** Materials provided follows **

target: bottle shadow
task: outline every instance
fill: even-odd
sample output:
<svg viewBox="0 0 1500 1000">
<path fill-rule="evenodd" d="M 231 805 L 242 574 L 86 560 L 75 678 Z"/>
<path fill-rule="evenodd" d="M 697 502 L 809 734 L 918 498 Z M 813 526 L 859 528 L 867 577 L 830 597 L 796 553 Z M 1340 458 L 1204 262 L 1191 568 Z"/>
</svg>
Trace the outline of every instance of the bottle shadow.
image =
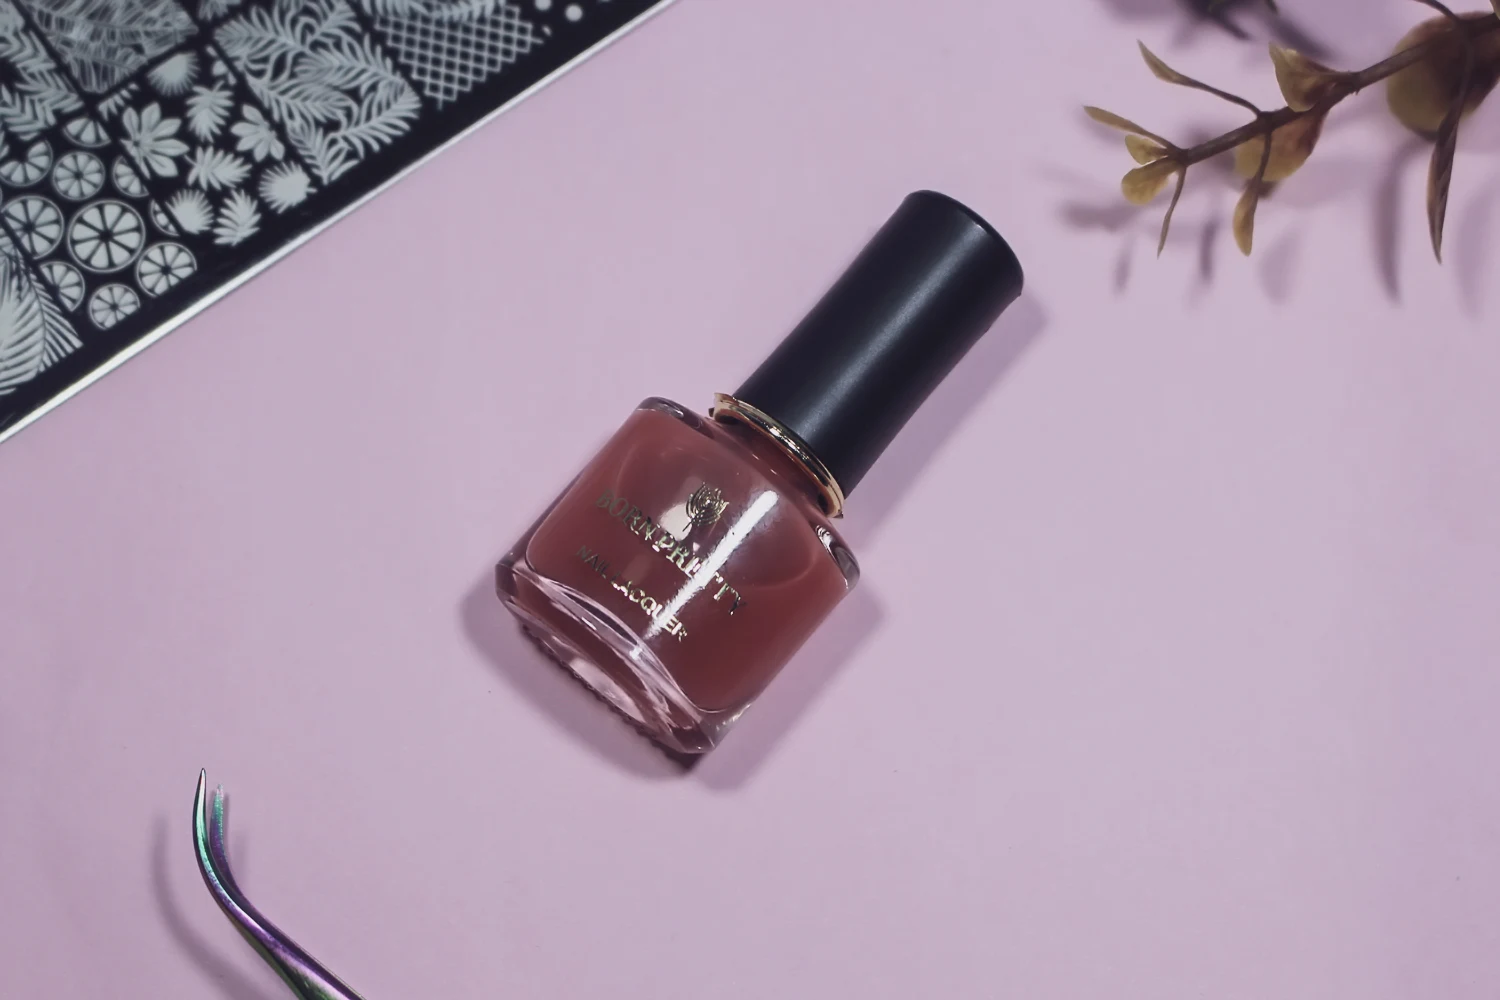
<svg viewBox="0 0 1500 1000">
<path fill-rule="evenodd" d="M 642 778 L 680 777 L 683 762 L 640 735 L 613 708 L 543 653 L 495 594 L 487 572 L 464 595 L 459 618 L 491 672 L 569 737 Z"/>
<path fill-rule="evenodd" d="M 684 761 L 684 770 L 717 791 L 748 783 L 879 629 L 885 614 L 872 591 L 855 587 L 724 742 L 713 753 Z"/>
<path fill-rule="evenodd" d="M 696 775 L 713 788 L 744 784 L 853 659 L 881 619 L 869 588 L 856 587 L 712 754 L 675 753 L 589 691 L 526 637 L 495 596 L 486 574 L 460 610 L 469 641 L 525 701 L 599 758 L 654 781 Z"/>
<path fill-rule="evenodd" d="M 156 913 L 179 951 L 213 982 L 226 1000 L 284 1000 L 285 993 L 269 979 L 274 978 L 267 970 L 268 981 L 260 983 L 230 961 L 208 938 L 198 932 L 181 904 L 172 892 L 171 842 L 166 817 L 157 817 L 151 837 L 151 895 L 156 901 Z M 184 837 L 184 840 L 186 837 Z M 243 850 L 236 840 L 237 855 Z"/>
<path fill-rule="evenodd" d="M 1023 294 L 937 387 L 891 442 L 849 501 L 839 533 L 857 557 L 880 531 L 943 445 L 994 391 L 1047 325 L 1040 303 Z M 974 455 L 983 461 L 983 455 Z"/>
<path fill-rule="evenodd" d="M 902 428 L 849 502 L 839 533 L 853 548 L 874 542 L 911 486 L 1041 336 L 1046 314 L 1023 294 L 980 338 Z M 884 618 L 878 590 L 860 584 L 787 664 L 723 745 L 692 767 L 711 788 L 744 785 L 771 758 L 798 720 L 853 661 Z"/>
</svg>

** End of Materials provided **
** Materials provided follows **

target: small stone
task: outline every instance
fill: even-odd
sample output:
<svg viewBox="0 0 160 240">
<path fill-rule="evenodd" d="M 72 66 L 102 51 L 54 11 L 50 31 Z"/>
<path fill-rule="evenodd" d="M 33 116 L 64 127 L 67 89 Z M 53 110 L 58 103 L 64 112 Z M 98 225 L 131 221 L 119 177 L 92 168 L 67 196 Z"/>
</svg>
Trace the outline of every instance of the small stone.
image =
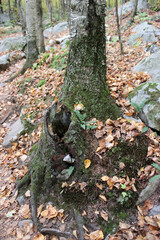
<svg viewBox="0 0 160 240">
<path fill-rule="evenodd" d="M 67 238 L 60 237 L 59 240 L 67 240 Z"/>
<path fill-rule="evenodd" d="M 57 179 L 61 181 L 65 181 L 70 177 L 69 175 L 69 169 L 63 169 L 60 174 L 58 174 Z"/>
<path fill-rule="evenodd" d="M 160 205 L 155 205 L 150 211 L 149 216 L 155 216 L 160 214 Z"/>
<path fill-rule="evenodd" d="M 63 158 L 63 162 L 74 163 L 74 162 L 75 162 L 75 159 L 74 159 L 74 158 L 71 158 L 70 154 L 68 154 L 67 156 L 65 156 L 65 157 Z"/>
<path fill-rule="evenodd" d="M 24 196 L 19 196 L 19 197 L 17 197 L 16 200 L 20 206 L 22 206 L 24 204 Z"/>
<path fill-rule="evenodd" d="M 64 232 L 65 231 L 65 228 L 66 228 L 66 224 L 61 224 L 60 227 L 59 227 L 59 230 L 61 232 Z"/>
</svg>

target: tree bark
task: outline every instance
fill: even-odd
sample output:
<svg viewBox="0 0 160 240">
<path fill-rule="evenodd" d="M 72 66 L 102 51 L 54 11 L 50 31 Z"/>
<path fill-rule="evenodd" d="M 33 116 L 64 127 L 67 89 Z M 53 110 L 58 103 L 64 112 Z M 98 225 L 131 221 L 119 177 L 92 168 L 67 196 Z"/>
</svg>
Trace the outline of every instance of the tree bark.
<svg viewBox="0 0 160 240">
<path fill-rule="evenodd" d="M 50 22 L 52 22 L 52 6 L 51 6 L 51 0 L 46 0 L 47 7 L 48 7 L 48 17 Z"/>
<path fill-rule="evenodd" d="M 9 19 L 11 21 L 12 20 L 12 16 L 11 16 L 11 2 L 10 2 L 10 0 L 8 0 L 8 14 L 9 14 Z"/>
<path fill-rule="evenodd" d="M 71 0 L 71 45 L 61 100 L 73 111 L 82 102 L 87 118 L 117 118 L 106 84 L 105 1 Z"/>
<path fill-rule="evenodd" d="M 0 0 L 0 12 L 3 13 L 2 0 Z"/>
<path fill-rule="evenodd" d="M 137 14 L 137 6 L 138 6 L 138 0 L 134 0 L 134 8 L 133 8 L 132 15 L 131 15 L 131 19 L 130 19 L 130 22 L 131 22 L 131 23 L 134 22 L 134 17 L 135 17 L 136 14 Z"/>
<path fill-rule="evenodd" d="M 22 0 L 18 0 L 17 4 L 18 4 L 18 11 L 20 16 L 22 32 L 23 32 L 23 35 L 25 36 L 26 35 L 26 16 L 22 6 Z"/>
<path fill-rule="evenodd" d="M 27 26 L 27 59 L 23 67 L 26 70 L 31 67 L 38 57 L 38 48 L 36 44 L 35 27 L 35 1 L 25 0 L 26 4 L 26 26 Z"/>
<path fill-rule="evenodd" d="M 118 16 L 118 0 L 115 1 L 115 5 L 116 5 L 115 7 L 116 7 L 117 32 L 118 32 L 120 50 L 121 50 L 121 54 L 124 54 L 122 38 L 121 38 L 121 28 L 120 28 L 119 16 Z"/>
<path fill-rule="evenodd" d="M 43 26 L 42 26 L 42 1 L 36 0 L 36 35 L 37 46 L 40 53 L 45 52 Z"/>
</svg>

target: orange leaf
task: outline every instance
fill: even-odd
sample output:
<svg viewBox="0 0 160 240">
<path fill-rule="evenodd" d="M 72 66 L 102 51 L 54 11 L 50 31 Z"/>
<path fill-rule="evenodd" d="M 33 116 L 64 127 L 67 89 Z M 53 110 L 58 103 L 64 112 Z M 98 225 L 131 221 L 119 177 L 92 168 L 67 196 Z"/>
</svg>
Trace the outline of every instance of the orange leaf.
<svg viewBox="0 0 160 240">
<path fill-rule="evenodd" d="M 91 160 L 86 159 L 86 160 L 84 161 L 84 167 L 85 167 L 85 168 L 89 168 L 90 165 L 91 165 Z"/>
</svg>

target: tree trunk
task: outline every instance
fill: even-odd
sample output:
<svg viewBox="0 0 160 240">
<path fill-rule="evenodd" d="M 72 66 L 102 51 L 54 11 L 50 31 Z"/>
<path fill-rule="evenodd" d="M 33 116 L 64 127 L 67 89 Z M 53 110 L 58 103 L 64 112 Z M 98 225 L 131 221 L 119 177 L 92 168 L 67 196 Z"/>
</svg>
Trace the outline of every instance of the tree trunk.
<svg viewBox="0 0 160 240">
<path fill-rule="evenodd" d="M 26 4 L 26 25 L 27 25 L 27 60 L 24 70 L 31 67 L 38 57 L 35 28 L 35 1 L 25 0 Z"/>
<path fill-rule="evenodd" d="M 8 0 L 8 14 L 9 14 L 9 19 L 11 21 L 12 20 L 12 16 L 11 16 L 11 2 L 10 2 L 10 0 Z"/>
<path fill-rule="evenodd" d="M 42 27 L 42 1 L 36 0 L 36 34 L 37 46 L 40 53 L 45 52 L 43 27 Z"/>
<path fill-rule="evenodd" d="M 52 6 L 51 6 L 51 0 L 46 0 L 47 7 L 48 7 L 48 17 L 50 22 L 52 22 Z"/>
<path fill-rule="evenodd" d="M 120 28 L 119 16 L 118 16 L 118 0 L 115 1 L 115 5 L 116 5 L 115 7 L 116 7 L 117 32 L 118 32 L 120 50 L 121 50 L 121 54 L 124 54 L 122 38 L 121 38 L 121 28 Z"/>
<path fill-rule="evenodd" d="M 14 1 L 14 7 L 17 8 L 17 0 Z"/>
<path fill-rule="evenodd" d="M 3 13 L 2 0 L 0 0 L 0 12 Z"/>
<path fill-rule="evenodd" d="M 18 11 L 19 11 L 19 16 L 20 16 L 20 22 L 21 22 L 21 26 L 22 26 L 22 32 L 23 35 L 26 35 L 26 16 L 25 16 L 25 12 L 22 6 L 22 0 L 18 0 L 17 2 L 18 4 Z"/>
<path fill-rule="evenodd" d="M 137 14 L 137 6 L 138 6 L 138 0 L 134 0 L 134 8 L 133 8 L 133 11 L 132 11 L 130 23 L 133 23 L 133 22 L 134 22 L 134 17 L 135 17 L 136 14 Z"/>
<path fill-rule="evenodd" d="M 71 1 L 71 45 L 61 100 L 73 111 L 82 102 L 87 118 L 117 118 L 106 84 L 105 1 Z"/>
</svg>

** End of Materials provided **

• [Exercise aim]:
Copy range, inclusive: the line holding "697 502 L 809" to the line holding "Trace the outline of every instance of the bottle". Reproduce exactly those lines of the records above and no others.

• [Expected answer]:
<path fill-rule="evenodd" d="M 697 502 L 809 734 L 918 498 Z M 813 526 L 859 528 L 867 577 L 830 597 L 796 553 Z M 1340 458 L 1204 262 L 1191 568 Z"/>
</svg>
Trace the outline of every instance of the bottle shadow.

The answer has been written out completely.